**Task objective:**
Pick out and copy every line of the rows below that contains the string "white". Case counts, so match only that exact capitalization.

**Task input:**
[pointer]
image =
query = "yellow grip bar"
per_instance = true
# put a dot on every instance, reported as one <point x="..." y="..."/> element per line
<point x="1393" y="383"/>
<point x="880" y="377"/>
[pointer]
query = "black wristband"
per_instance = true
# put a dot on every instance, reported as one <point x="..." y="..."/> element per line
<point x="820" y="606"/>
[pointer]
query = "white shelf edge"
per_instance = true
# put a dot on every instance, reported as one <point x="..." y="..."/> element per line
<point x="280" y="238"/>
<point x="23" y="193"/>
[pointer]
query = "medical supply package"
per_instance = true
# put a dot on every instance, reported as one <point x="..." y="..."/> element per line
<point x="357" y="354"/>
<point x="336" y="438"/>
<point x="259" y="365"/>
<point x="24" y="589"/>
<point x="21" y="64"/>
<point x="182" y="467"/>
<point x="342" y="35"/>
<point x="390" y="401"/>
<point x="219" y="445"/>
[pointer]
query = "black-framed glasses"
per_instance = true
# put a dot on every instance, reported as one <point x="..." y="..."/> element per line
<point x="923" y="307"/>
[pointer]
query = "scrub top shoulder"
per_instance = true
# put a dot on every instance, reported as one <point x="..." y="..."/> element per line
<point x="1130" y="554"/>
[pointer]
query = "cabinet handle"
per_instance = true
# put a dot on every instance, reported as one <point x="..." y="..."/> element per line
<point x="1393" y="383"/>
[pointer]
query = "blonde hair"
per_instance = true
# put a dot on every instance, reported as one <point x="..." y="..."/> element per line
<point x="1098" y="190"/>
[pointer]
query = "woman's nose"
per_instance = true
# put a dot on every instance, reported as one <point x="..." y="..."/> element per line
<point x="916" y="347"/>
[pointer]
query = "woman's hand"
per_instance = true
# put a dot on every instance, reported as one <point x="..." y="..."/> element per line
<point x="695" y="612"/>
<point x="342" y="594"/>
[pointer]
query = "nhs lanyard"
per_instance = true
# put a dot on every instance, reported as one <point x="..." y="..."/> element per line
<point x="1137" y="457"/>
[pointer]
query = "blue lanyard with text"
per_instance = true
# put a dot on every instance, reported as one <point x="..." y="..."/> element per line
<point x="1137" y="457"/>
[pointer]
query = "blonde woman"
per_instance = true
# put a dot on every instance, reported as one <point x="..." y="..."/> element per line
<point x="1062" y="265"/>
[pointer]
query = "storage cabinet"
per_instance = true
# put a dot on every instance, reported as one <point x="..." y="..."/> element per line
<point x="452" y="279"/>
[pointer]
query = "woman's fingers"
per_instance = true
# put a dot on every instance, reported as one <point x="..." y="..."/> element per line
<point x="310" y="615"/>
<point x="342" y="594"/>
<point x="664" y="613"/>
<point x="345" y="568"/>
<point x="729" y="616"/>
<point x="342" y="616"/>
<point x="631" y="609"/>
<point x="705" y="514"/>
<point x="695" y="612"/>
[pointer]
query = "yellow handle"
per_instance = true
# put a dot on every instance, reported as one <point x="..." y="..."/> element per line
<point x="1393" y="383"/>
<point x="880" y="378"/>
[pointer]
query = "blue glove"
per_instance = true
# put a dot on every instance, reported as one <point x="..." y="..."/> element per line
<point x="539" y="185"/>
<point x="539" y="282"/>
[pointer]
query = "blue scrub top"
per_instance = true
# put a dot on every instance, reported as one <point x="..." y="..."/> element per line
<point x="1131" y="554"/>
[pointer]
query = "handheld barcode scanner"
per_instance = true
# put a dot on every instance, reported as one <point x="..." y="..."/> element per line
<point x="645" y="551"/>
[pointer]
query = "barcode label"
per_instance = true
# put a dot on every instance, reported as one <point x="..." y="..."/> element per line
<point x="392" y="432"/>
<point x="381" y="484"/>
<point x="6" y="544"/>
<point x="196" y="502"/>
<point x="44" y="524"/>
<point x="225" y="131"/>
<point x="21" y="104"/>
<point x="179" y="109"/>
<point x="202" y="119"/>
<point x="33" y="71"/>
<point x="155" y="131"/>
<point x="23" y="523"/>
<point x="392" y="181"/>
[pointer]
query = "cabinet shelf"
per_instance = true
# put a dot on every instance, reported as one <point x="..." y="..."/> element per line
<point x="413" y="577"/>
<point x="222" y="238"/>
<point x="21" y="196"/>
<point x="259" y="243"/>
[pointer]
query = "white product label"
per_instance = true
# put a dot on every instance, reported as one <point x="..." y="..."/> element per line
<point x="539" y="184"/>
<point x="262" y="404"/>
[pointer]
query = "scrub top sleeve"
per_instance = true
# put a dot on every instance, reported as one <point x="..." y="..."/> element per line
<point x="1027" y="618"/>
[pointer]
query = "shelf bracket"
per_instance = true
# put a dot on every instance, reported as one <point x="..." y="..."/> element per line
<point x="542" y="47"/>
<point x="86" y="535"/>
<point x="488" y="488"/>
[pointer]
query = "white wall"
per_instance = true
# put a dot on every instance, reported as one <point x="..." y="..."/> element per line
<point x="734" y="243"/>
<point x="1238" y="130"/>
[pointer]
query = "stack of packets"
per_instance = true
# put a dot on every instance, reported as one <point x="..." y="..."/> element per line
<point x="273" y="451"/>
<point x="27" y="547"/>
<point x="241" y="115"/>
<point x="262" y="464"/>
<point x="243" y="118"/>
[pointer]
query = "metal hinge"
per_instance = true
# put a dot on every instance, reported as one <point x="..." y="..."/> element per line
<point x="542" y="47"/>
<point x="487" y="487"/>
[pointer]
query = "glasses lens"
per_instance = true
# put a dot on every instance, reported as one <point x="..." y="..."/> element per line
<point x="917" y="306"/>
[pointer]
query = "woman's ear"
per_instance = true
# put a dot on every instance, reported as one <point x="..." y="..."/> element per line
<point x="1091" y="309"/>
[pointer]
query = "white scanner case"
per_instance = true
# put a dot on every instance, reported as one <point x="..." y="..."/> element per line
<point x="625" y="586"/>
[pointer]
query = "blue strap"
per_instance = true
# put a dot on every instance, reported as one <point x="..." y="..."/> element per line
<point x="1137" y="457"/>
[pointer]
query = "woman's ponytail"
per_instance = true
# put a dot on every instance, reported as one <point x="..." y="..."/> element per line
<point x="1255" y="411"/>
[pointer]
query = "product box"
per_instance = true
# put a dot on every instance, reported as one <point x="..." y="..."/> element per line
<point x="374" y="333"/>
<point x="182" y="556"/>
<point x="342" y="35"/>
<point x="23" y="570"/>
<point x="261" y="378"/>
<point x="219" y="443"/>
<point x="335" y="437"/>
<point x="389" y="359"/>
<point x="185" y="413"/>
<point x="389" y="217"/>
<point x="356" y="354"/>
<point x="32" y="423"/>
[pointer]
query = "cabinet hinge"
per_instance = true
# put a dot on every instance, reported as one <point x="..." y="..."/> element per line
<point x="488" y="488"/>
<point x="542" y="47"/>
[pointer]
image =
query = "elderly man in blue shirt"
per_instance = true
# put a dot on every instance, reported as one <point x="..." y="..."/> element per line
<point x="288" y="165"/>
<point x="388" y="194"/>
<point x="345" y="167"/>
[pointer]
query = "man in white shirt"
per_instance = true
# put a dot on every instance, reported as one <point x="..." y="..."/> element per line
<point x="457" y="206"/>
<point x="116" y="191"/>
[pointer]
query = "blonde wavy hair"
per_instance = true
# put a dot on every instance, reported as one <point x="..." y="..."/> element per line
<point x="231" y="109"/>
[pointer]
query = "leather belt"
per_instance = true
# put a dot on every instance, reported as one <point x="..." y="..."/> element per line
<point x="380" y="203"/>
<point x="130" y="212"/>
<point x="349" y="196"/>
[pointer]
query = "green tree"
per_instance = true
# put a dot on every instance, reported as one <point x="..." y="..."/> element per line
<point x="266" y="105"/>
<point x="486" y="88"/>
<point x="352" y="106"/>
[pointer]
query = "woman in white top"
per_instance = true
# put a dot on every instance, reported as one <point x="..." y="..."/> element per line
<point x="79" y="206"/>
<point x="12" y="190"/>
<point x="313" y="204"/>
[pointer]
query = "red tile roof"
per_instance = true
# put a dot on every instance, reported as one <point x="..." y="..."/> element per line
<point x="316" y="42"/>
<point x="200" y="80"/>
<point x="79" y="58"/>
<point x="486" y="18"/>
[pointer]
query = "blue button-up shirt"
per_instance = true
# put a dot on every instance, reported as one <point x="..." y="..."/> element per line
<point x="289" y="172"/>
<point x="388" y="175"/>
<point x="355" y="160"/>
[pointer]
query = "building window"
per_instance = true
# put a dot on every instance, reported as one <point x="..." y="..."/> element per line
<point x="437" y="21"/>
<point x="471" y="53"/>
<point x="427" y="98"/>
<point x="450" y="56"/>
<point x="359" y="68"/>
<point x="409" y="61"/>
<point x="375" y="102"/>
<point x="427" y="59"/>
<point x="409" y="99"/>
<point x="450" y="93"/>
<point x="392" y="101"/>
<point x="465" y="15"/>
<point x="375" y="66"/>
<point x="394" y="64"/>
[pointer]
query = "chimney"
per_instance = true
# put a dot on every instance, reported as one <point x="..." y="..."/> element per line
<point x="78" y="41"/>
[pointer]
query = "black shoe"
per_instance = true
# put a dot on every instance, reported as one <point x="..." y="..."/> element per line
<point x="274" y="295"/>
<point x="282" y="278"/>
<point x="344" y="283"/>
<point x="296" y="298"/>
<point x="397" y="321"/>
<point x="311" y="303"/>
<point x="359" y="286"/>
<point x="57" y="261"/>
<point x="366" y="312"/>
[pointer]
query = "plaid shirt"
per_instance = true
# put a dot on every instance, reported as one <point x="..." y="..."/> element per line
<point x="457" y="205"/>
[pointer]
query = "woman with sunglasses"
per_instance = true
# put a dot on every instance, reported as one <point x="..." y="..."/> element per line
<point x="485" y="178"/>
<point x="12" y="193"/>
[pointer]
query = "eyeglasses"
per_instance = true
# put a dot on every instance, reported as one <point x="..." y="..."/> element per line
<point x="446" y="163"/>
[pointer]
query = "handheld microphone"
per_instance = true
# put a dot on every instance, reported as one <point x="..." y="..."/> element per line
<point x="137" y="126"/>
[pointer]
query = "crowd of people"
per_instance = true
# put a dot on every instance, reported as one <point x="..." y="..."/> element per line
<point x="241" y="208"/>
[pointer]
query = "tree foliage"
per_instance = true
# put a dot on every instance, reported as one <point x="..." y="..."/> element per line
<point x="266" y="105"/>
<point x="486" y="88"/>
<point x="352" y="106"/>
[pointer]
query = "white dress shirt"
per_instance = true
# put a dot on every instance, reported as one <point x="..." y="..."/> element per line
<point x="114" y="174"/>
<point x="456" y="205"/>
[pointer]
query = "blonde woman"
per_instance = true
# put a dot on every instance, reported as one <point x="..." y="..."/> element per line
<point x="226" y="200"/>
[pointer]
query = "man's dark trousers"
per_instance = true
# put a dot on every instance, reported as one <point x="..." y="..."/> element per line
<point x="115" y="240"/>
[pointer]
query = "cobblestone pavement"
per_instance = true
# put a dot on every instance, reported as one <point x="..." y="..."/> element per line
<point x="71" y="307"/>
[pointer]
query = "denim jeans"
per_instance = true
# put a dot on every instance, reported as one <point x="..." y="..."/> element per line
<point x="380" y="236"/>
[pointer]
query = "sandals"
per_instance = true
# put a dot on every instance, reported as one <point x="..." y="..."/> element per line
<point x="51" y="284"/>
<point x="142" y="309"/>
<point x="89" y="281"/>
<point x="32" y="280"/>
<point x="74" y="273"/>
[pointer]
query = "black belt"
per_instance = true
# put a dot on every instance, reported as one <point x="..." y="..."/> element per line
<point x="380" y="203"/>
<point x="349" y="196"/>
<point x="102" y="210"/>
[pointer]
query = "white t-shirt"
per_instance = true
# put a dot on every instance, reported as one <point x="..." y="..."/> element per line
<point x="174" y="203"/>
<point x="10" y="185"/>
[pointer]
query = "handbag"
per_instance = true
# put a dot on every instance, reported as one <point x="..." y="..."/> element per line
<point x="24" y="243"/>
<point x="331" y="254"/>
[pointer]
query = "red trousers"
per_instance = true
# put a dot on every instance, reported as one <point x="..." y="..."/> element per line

**Result of the exercise:**
query = "white shelf edge"
query = "white product label"
query = "white wall"
query = "white scanner case"
query = "man in white shirt"
query = "woman in white top"
query = "white dress shirt"
query = "white t-shirt"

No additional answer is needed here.